**WRITTEN EXERCISE:**
Restate the whole of the material. Keep every word, and drop the pictures.
++++ DATA TO USE
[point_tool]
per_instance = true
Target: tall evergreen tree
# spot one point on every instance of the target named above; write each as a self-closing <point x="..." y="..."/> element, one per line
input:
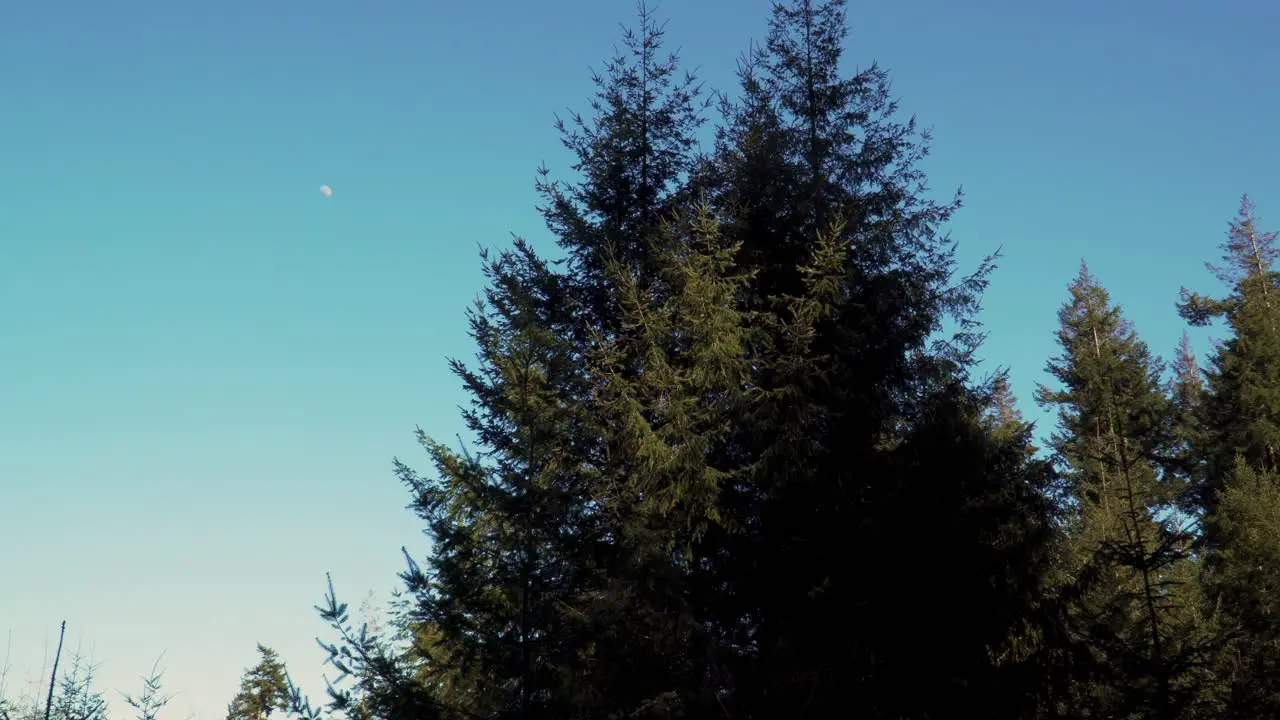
<point x="77" y="697"/>
<point x="524" y="607"/>
<point x="819" y="185"/>
<point x="263" y="691"/>
<point x="1242" y="409"/>
<point x="1238" y="492"/>
<point x="1128" y="563"/>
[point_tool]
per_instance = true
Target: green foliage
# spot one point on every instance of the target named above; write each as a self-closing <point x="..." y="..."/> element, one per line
<point x="730" y="459"/>
<point x="1240" y="413"/>
<point x="1127" y="565"/>
<point x="77" y="697"/>
<point x="264" y="688"/>
<point x="151" y="701"/>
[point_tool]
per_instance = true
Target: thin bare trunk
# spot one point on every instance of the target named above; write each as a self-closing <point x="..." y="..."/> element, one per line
<point x="53" y="677"/>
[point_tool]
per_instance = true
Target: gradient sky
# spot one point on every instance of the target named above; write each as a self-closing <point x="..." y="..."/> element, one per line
<point x="206" y="367"/>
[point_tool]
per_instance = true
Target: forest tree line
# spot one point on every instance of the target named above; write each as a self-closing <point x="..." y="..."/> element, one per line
<point x="734" y="458"/>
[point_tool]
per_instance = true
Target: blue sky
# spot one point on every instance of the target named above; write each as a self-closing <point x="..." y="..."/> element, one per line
<point x="206" y="367"/>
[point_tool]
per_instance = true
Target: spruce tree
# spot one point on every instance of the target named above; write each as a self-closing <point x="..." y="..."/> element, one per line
<point x="77" y="697"/>
<point x="819" y="185"/>
<point x="1242" y="408"/>
<point x="524" y="607"/>
<point x="1127" y="560"/>
<point x="1235" y="490"/>
<point x="264" y="688"/>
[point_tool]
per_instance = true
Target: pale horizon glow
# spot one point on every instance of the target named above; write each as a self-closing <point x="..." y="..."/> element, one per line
<point x="204" y="378"/>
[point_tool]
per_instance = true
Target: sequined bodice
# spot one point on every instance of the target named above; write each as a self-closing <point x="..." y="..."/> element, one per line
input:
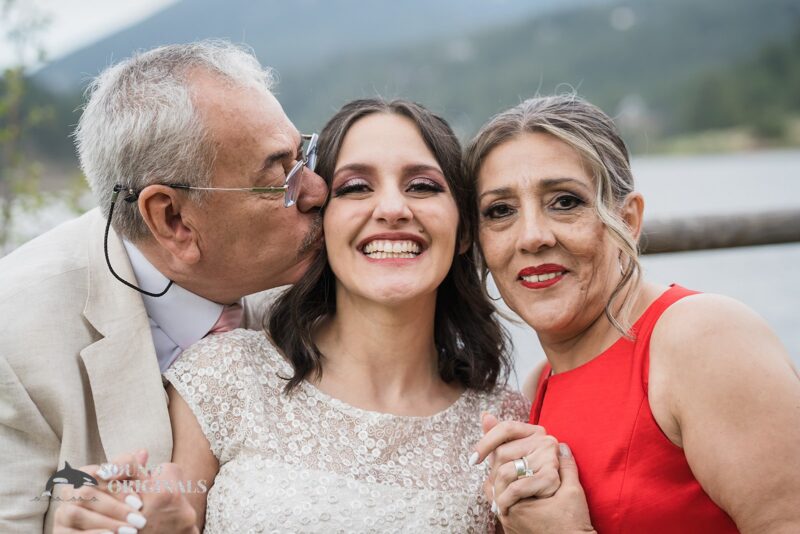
<point x="307" y="462"/>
++++++++
**RIGHT ANSWER:**
[point_tool]
per_instance = true
Target: tall evergreen tree
# spot one point on every instance of the target named above; write each as a self-closing <point x="..." y="..."/> element, one per line
input:
<point x="77" y="697"/>
<point x="524" y="607"/>
<point x="819" y="185"/>
<point x="263" y="691"/>
<point x="1242" y="409"/>
<point x="1238" y="492"/>
<point x="1128" y="563"/>
[point_tool]
per_instance = true
Target: green foliage
# spot one point on every instance of the target named above; write each as a self-closing <point x="..." y="..."/> element, one per line
<point x="730" y="459"/>
<point x="1240" y="413"/>
<point x="1127" y="565"/>
<point x="77" y="697"/>
<point x="264" y="688"/>
<point x="151" y="701"/>
[point_tool]
per_instance = true
Target: thin bare trunk
# spot one point on every instance of the target named above; write each as a self-closing <point x="..." y="..."/> element, one per line
<point x="53" y="677"/>
[point_tool]
per_instance = true
Target: gradient sky
# spot one point on every instance of the target named above; write each as a self-closing <point x="..." y="..."/> element, one per line
<point x="206" y="367"/>
[point_tool]
per_instance = true
Target: forest tree line
# spot one point on every instance of the target named above; write each as a self-closing <point x="..." y="..."/> element, one per line
<point x="734" y="458"/>
[point_tool]
per_instance = true
Target: blue sky
# spot one point on every instance of the target named above; write each as a self-closing <point x="..." y="..."/> element, one per line
<point x="206" y="367"/>
[point_tool]
per_instance = true
Target: spruce tree
# spot one point on every instance of the target named above; write each as a self-closing <point x="..." y="..."/> element, one per line
<point x="77" y="697"/>
<point x="819" y="185"/>
<point x="1242" y="408"/>
<point x="524" y="607"/>
<point x="1127" y="560"/>
<point x="1235" y="490"/>
<point x="264" y="688"/>
[point_tool]
per_instance = true
Target: pale horizon glow
# spot one point on every instance of the target named above; write each as a self-closing <point x="..." y="..."/> element, one per line
<point x="204" y="378"/>
[point_tool]
per_instance = true
Target: sequined bodice
# spot one point on every instance of the target named above; write each as a self-closing <point x="..." y="..."/> element, one per line
input:
<point x="307" y="462"/>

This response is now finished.